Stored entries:
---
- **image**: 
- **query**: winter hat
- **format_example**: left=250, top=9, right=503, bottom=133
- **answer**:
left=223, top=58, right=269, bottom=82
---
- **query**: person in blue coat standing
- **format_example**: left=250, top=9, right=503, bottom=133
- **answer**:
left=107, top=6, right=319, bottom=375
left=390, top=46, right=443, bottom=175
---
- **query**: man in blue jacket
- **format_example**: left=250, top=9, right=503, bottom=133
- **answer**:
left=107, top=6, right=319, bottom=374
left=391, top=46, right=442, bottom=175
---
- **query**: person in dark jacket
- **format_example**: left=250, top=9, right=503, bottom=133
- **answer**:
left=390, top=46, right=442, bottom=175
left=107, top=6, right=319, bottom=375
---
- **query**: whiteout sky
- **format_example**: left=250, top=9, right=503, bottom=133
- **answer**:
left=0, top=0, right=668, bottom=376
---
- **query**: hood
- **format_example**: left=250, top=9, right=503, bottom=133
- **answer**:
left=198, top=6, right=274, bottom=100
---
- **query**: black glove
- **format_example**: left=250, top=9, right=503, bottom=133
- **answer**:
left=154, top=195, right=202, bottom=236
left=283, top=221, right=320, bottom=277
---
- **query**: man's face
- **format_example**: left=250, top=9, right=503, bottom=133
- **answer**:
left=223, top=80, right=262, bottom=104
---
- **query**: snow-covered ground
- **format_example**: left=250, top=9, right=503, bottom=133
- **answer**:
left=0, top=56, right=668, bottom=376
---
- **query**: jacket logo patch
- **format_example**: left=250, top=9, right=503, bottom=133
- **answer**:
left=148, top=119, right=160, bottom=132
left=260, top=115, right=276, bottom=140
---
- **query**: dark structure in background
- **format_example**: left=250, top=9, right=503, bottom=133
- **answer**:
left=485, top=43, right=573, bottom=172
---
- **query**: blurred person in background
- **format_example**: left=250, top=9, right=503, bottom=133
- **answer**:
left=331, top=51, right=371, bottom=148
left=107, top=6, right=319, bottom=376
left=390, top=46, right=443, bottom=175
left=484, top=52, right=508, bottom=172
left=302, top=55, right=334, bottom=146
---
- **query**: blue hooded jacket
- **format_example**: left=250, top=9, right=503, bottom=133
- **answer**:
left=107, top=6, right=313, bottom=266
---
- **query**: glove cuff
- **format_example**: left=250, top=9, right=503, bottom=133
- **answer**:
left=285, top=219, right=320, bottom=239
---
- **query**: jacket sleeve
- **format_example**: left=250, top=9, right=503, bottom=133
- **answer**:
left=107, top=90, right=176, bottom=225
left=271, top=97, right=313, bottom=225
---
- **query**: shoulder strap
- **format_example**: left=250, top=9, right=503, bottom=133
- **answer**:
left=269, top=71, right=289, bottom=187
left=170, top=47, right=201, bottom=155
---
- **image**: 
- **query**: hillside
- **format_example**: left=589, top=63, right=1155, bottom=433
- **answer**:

● **THE EXERCISE**
Rewrite the material above as a Markdown table with a Row column numbering each line and a Line column holding it. Leave out blank lines.

● **TASK SOLUTION**
| Row | Line |
|---|---|
| 1 | --- |
| 2 | - **image**:  |
| 3 | - **query**: winter hat |
| 4 | - **format_example**: left=250, top=9, right=503, bottom=133 |
| 5 | - **answer**: |
| 6 | left=223, top=58, right=269, bottom=82 |
| 7 | --- |
| 8 | - **query**: person in blue coat standing |
| 9 | - **format_example**: left=250, top=9, right=503, bottom=133 |
| 10 | - **answer**: |
| 11 | left=107, top=6, right=319, bottom=375 |
| 12 | left=390, top=46, right=443, bottom=175 |
| 13 | --- |
| 14 | - **query**: man in blue jacket |
| 15 | - **format_example**: left=250, top=9, right=503, bottom=133 |
| 16 | - **answer**: |
| 17 | left=107, top=6, right=319, bottom=374 |
| 18 | left=391, top=46, right=442, bottom=175 |
| 19 | --- |
| 20 | - **query**: person in dark jacket |
| 21 | - **format_example**: left=250, top=9, right=503, bottom=133 |
| 22 | - **answer**: |
| 23 | left=390, top=46, right=442, bottom=175 |
| 24 | left=107, top=6, right=319, bottom=375 |
| 25 | --- |
| 26 | - **query**: whiteout sky |
| 27 | - **format_example**: left=250, top=9, right=503, bottom=133 |
| 28 | - **answer**: |
| 29 | left=0, top=0, right=668, bottom=376 |
| 30 | --- |
| 31 | - **query**: hood |
| 32 | - **format_example**: left=250, top=9, right=503, bottom=133 |
| 33 | - **answer**: |
| 34 | left=198, top=6, right=274, bottom=100 |
| 35 | --- |
| 36 | - **query**: black glove |
| 37 | - **format_example**: left=250, top=9, right=503, bottom=133 |
| 38 | - **answer**: |
| 39 | left=154, top=195, right=202, bottom=236 |
| 40 | left=283, top=221, right=320, bottom=277 |
| 41 | --- |
| 42 | - **query**: man's face |
| 43 | - **format_example**: left=250, top=9, right=503, bottom=133 |
| 44 | - **answer**: |
| 45 | left=223, top=80, right=262, bottom=104 |
| 46 | --- |
| 47 | - **query**: snow-covered ground |
| 48 | - **format_example**: left=250, top=9, right=503, bottom=133 |
| 49 | - **answer**: |
| 50 | left=0, top=56, right=668, bottom=376 |
| 51 | --- |
| 52 | - **query**: jacket logo patch |
| 53 | - **format_example**: left=250, top=9, right=503, bottom=133 |
| 54 | - **answer**: |
| 55 | left=148, top=119, right=160, bottom=132 |
| 56 | left=260, top=115, right=276, bottom=140 |
| 57 | --- |
| 58 | - **query**: dark structure in background |
| 59 | - **format_example**: left=250, top=9, right=503, bottom=133 |
| 60 | - **answer**: |
| 61 | left=485, top=43, right=573, bottom=172 |
| 62 | --- |
| 63 | - **query**: blurred person in background |
| 64 | - **format_example**: left=250, top=9, right=503, bottom=133 |
| 65 | - **answer**: |
| 66 | left=331, top=51, right=371, bottom=148 |
| 67 | left=107, top=6, right=319, bottom=376 |
| 68 | left=390, top=46, right=443, bottom=175 |
| 69 | left=484, top=52, right=508, bottom=172 |
| 70 | left=302, top=55, right=334, bottom=146 |
| 71 | --- |
| 72 | - **query**: blue hooded jacket |
| 73 | - **format_example**: left=250, top=9, right=503, bottom=133 |
| 74 | - **answer**: |
| 75 | left=107, top=6, right=313, bottom=266 |
| 76 | --- |
| 77 | - **query**: glove cuff |
| 78 | - **format_example**: left=250, top=9, right=503, bottom=133 |
| 79 | - **answer**: |
| 80 | left=285, top=219, right=320, bottom=239 |
| 81 | --- |
| 82 | - **query**: jacket sleeve |
| 83 | - **format_example**: left=250, top=9, right=503, bottom=133 |
| 84 | - **answer**: |
| 85 | left=107, top=90, right=176, bottom=225 |
| 86 | left=271, top=97, right=313, bottom=225 |
| 87 | --- |
| 88 | - **query**: shoulder strap |
| 89 | - **format_example**: left=250, top=9, right=503, bottom=133 |
| 90 | - **answer**: |
| 91 | left=269, top=71, right=289, bottom=187 |
| 92 | left=170, top=47, right=201, bottom=155 |
| 93 | --- |
| 94 | - **image**:  |
| 95 | - **query**: hillside |
| 96 | - **format_example**: left=589, top=63, right=1155, bottom=433 |
| 97 | - **answer**: |